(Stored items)
======

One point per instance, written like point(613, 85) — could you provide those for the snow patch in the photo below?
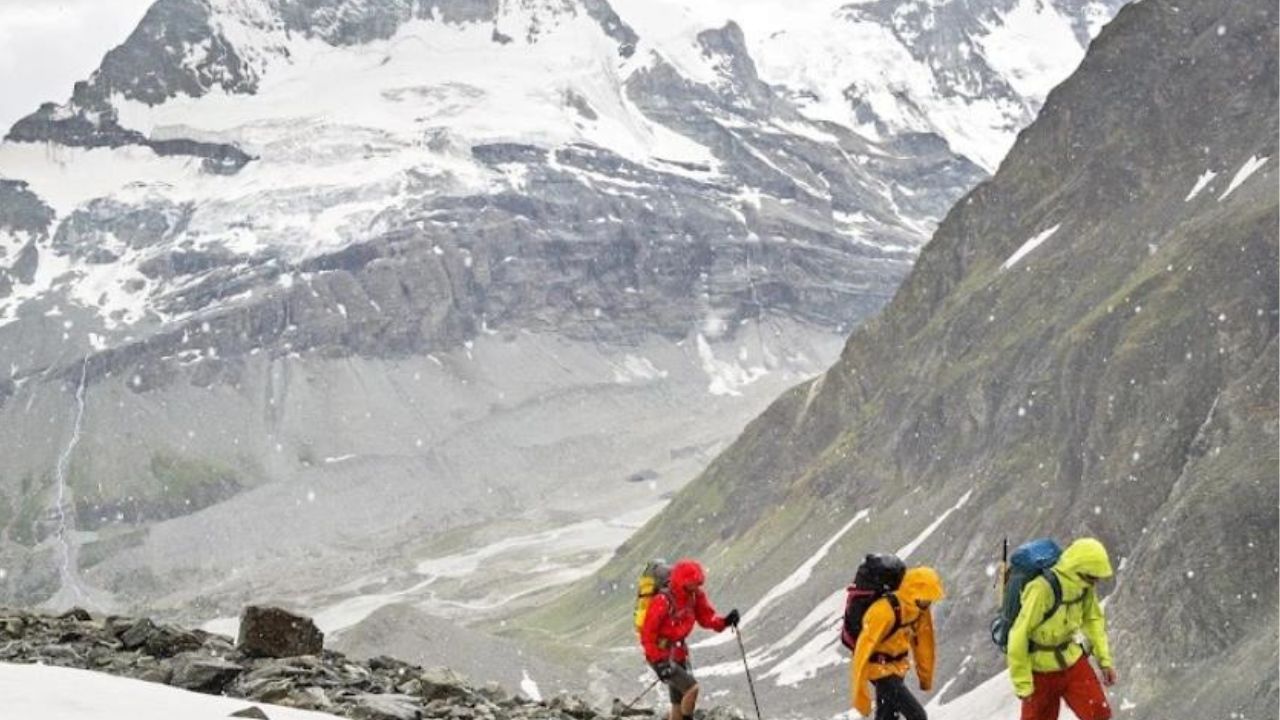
point(906, 550)
point(1206, 177)
point(1028, 246)
point(726, 378)
point(1247, 169)
point(529, 687)
point(798, 578)
point(45, 692)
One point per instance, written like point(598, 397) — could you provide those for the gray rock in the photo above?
point(201, 673)
point(138, 633)
point(385, 707)
point(273, 632)
point(440, 683)
point(169, 641)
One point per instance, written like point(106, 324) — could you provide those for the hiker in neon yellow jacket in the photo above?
point(1046, 662)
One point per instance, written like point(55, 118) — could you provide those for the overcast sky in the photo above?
point(48, 45)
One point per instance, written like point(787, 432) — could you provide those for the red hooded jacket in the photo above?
point(672, 614)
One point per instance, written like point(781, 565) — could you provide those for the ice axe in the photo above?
point(748, 668)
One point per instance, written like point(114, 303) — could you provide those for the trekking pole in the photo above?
point(627, 706)
point(748, 668)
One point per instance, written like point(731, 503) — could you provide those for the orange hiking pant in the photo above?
point(1078, 686)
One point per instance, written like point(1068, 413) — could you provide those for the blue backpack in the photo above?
point(1032, 560)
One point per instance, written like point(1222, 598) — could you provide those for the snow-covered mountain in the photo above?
point(419, 264)
point(1086, 347)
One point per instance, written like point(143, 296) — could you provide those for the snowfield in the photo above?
point(41, 692)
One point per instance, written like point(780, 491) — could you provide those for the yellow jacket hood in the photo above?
point(920, 583)
point(1086, 556)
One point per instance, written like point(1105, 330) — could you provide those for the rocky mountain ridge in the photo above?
point(382, 688)
point(1086, 347)
point(295, 288)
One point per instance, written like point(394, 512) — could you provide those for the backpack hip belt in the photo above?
point(1057, 650)
point(885, 659)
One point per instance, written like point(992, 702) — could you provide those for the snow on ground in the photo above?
point(529, 687)
point(726, 378)
point(1033, 46)
point(563, 555)
point(1028, 246)
point(1206, 177)
point(822, 648)
point(992, 700)
point(791, 582)
point(906, 550)
point(41, 692)
point(1247, 169)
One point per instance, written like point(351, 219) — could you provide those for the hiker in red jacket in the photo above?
point(668, 621)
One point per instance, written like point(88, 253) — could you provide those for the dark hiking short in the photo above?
point(680, 682)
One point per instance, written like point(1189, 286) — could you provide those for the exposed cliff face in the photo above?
point(1087, 346)
point(442, 261)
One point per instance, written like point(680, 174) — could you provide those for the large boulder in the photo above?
point(272, 632)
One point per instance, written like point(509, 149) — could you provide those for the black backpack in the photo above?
point(877, 577)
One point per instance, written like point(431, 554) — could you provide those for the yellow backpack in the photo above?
point(652, 582)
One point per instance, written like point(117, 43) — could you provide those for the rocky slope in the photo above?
point(1087, 346)
point(382, 688)
point(288, 287)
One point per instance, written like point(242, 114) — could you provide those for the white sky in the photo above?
point(48, 45)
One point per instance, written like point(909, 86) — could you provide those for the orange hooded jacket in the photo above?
point(915, 636)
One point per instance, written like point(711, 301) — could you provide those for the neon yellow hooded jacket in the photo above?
point(915, 636)
point(1084, 556)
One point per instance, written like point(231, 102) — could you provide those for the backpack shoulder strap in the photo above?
point(897, 615)
point(1056, 587)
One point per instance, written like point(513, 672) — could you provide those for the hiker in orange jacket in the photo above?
point(881, 656)
point(670, 620)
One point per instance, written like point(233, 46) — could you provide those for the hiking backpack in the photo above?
point(652, 582)
point(877, 577)
point(1032, 560)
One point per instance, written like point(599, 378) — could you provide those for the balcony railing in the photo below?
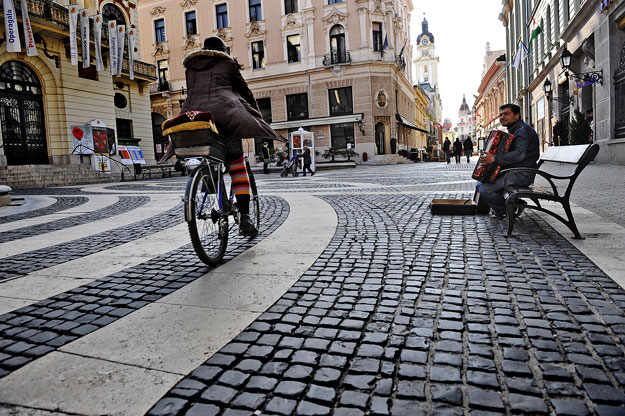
point(336, 58)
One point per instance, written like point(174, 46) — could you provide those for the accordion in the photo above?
point(497, 144)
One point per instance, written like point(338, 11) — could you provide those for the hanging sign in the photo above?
point(29, 36)
point(97, 34)
point(12, 36)
point(131, 51)
point(73, 46)
point(84, 37)
point(121, 34)
point(113, 46)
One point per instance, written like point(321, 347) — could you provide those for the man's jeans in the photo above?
point(492, 193)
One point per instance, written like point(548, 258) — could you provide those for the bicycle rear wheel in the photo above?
point(208, 226)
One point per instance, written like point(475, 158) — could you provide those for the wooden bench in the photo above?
point(148, 170)
point(518, 198)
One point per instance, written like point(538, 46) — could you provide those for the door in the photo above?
point(21, 115)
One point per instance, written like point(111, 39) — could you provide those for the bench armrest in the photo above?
point(549, 177)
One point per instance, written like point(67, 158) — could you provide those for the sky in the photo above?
point(461, 29)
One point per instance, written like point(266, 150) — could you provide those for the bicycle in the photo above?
point(208, 204)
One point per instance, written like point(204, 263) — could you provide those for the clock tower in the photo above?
point(426, 61)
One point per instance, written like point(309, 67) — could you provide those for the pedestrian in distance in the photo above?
point(457, 149)
point(447, 149)
point(523, 153)
point(468, 148)
point(265, 158)
point(307, 161)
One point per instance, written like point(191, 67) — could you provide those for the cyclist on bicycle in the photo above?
point(215, 84)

======

**TASK INSTRUCTIONS**
Type the lines above out again exactly as they appear, skipping every picture.

**ANSWER TO THE PROBLEM**
One point per instance, written like point(613, 85) — could you provide those for the snow patch in the photo below?
point(906, 550)
point(1206, 177)
point(1028, 246)
point(726, 378)
point(1247, 169)
point(529, 687)
point(798, 578)
point(45, 692)
One point per instance, written like point(598, 397) — could you provide those for the gray rock in the photo above?
point(201, 673)
point(138, 633)
point(385, 707)
point(273, 632)
point(440, 683)
point(169, 641)
One point per instance, written like point(106, 324) — could you provide those for the hiker in neon yellow jacket in the photo above?
point(1046, 662)
One point per instance, written like point(55, 118) — could you provide those for the overcast sky in the photo above?
point(48, 45)
One point per instance, written like point(787, 432) — could you provide those for the red hooded jacket in the photo above?
point(672, 614)
One point per instance, written like point(781, 565) — could you provide those for the ice axe in the photo above?
point(748, 668)
One point per instance, written like point(114, 303) — could you provide those for the trekking pole in the photo above?
point(627, 706)
point(748, 668)
One point per instance, written like point(731, 503) — could you provide those for the orange hiking pant in the photo above?
point(1078, 686)
One point per instance, written like point(1068, 413) — could you provide those for the blue backpack in the photo above?
point(1032, 560)
One point per instance, written like point(1222, 598) — could you provide those for the snow-covered mountain in the photo above?
point(419, 264)
point(1086, 347)
One point per instance, written like point(143, 296) — could you provide those for the snowfield in the photo above?
point(41, 692)
One point per instance, written like point(780, 491) — could you provide those for the yellow jacket hood in the photo above?
point(920, 583)
point(1086, 556)
One point per instance, written like point(1105, 330) — could you provide those for the rocky mountain ridge in the photo above?
point(382, 688)
point(1086, 347)
point(295, 288)
One point per instance, written like point(394, 512) — could you provide those for the backpack hip belt in the photo above?
point(1057, 650)
point(885, 659)
One point per instance, written like point(992, 702) — could you provide those for the snow on ground in the photo above?
point(529, 687)
point(726, 378)
point(1033, 46)
point(563, 555)
point(1028, 246)
point(1206, 177)
point(822, 648)
point(992, 700)
point(791, 582)
point(906, 550)
point(41, 692)
point(1247, 169)
One point per instance, written like point(351, 219) — could you provide those for the hiker in red jacket in the photo above?
point(668, 621)
One point per instance, written like point(88, 253) — could you provide those for the dark hiking short in the photo above?
point(680, 682)
One point per instance, written like point(1189, 286) — could you provide those for the exposed cliff face in the photo above?
point(1087, 346)
point(442, 261)
One point per instance, written like point(680, 174) — could you provide those for the large boulder in the photo above?
point(272, 632)
One point per instance, written like point(509, 149) — could you provide those for the black backpack in the photo above?
point(877, 577)
One point per instance, written like point(431, 554) — could you provide those for the yellow backpack in the photo above?
point(652, 582)
One point per instance, written like point(117, 43) — could you provide those for the rocky slope in the photo above?
point(1087, 346)
point(382, 688)
point(288, 287)
One point per instance, written like point(242, 114) — could you provide those for the white sky in the photo above?
point(48, 45)
One point per instance, written like point(909, 86) — could you provide those for the orange hooded jacket in the photo above?
point(915, 636)
One point per instance, written like point(711, 301) — could you provide those for the neon yellow hooded jacket in the photo above?
point(915, 636)
point(1084, 556)
One point per instance, written like point(231, 102) — could you provide those for the backpack shoulder strap in the photo above?
point(897, 615)
point(1056, 587)
One point per instance, written like point(513, 672) — could you provide those for the hiker in orange jacket in the photo above?
point(881, 656)
point(670, 620)
One point per instance, written like point(233, 46) — could you provide those for the hiking backpack in the photo above?
point(652, 582)
point(877, 577)
point(1032, 560)
One point per instance, written like point(599, 378) — could you provide those for the balcony railing in the photo below?
point(336, 58)
One point per instance, written like point(174, 46) — could you provide those for the accordion in the photo above?
point(497, 144)
One point per instance, written like point(338, 11) — could you provide those for the hanging sign in the photo above?
point(29, 36)
point(97, 34)
point(12, 36)
point(131, 51)
point(73, 46)
point(84, 37)
point(121, 34)
point(113, 46)
One point per instance, written like point(321, 347) — could you provide those for the man's jeans in the photo above?
point(492, 193)
One point per instance, written like point(548, 258) — could you provide those for the bicycle rear wheel in the photo above?
point(208, 226)
One point per instance, written like point(475, 158) — could you provide those for the wooden bench in the photo above?
point(148, 170)
point(518, 198)
One point per instance, written like point(538, 46) — could you provide those for the door in the photo above?
point(21, 115)
One point per instance, written like point(111, 39) — could you provide those for the bench armrest in the photo above?
point(549, 177)
One point per instance, written like point(67, 158) — could you provide those for the sky in the photo above?
point(461, 29)
One point per instance, written like point(266, 150) — could you provide those for the bicycle in the photo above?
point(208, 204)
One point per instance, written like point(204, 263) — could you provide those for the clock tower in the photo above?
point(426, 61)
One point per instance, written like point(309, 67) — could you provide those for the pedestrian in distance in the photo above?
point(457, 149)
point(447, 149)
point(523, 153)
point(468, 148)
point(265, 158)
point(307, 161)
One point per instance, written like point(191, 67) — could you provide those for the cyclist on bicycle in the photo above?
point(215, 84)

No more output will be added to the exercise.